• PROBLEM TO SOLVE
Send back the records in full, character for character.
[start of INFORMATION GIVEN]
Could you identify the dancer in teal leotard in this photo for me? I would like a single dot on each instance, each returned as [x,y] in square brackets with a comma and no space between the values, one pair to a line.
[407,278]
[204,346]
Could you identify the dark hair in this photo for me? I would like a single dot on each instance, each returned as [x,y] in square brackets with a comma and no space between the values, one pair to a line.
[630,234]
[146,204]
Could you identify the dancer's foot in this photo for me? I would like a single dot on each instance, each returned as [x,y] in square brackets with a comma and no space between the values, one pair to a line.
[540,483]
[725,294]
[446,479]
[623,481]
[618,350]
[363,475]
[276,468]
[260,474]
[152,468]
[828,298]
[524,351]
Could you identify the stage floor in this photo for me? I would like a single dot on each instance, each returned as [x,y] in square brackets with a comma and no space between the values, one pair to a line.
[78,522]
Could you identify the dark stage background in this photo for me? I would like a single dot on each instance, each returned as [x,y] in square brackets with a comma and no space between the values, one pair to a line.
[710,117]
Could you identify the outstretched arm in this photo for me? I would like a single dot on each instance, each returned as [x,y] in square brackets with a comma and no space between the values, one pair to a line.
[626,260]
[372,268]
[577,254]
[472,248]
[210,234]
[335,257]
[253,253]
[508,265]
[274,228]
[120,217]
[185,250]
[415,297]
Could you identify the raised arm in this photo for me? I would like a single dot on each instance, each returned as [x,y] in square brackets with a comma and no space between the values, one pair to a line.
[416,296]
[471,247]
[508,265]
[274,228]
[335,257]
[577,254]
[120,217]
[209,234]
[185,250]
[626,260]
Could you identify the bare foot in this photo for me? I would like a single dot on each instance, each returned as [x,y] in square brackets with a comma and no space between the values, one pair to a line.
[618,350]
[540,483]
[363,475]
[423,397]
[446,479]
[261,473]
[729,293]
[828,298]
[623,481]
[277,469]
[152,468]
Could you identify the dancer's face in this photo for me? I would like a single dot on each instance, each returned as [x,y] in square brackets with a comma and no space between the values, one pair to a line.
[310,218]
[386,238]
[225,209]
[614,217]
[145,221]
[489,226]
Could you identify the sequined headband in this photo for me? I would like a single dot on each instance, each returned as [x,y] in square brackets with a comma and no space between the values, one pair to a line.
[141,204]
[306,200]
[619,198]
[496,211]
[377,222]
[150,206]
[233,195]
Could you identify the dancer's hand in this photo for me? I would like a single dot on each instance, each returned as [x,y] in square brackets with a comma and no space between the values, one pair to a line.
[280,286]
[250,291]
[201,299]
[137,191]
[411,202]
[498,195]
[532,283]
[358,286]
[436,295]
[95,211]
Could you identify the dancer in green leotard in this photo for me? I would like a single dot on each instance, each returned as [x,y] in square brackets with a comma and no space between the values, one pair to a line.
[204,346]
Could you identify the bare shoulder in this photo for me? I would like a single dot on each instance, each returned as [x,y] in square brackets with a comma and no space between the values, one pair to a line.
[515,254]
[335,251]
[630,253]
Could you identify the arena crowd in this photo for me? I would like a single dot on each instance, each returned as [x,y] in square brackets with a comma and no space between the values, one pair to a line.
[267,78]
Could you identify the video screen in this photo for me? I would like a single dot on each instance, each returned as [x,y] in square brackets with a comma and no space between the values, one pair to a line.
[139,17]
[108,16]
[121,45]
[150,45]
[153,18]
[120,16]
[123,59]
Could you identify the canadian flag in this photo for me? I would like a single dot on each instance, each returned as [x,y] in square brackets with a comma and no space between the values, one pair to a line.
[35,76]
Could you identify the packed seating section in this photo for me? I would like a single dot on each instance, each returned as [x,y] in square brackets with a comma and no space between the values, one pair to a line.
[end of INFORMATION GIVEN]
• ANSWER TO THE TASK
Could you identify the dancer in teal leotard in this photo for me? I would like a single dot on each instance, each returned as [x,y] in square brackets with a comma and no space between the values, one pair to a line.
[407,278]
[204,346]
Could you identify the dark hair in this photo for me? I would like a single dot on each instance, each returned as [x,y] in square brackets with a comma and no space between the values, one pair to a line.
[630,234]
[146,204]
Could you identify the dancer's foot in this photo for me? I would like a single dot on each instance, each returned as [x,y] in square brackets with a comma and no space between the values, one pair to a line.
[540,483]
[725,294]
[446,479]
[623,481]
[618,350]
[363,475]
[276,468]
[260,474]
[152,468]
[828,298]
[524,351]
Could you identify the stage floor in this photo for me? I would like a single dot on each instance, each returned as [x,y] in square brackets with a comma and no space between the values, one pair to a line.
[78,522]
Could you identify the dark stage background in this photo for me? I would like a single dot on each instance, each returned as [x,y] in square brackets with a comma and no space between the values, one pair to a line.
[710,117]
Could you identify the outstretched arm in this photo for me? I would like a single dot on each instance, each returned as [x,y] in square brackets with a comma and no space between the values, one pair to a line.
[626,260]
[372,268]
[577,254]
[472,248]
[210,234]
[335,257]
[253,253]
[508,265]
[274,228]
[120,217]
[185,250]
[415,297]
Could you identify the raised arm in this photo for me? I would like a single dot on each instance, each returned as [x,y] in square brackets with a comma and no space between the values, one pair to a line.
[416,296]
[471,247]
[508,265]
[274,228]
[335,257]
[577,254]
[120,217]
[209,234]
[185,250]
[626,260]
Could you identify the bare foot in this photo for me? I would like a single dot on each instance, each returned as [x,y] in square brackets with a comma and no space between the values, one pair to a line.
[618,350]
[540,483]
[363,475]
[423,397]
[446,479]
[261,473]
[729,293]
[828,298]
[623,481]
[277,469]
[152,468]
Could you identify the dancer's face in this photo for me? I would like a single dot on each instance, each returned as [x,y] in square brackets with a comma and no space between the values, one pair to a line.
[310,218]
[386,238]
[225,209]
[614,217]
[145,221]
[489,226]
Could you identify the sequined headband in this photo for me? I would like a single dot on each instance, each returned as [x,y] in square brackets with a comma and no space between the values, one pair to a line.
[141,204]
[306,200]
[619,198]
[496,211]
[377,222]
[150,206]
[233,195]
Could you identify the dancer's hand in this photo for me? I would like a single dot on each instance, each returned as [x,y] in square brackets with a comma and no space between the values, one pair to a line.
[280,286]
[250,291]
[201,299]
[137,191]
[411,202]
[498,195]
[532,283]
[358,286]
[436,295]
[95,211]
Could you identify the dancer in green leotard in this photo for me? I would like a single dot on each instance, each returned as [x,y] in square brackets with a comma and no space between the values, one pair to a line.
[204,346]
Could you identify the bare shoulder in this photo for me? I would like a single dot on each instance, each returned as [x,y] in square brackets with a comma and no space between the values, one pair to a line.
[515,254]
[335,251]
[630,253]
Could you identify the arena crowd in this photo for me? I would like a single dot on each instance, each returned as [x,y] in square brackets with a comma and no space between the values, one pair to a line.
[267,78]
Could you identify the video screen in this photo for me? I would like a single dot on each instance, each returned as [x,y] in square brackets with a comma and no space between the values, one pair to a line.
[139,17]
[108,16]
[121,45]
[150,45]
[153,18]
[120,16]
[123,59]
Could you identify the canadian flag in this photo for me? I would like a single dot on each instance, each returned as [x,y] in square brackets with a comma and no space between the values, one pair to a line.
[35,76]
Could you identify the packed seating section in this photo for me? I would like a single dot on each instance, each returned as [x,y] in square brackets with a comma and no space between the values, one pair to a line.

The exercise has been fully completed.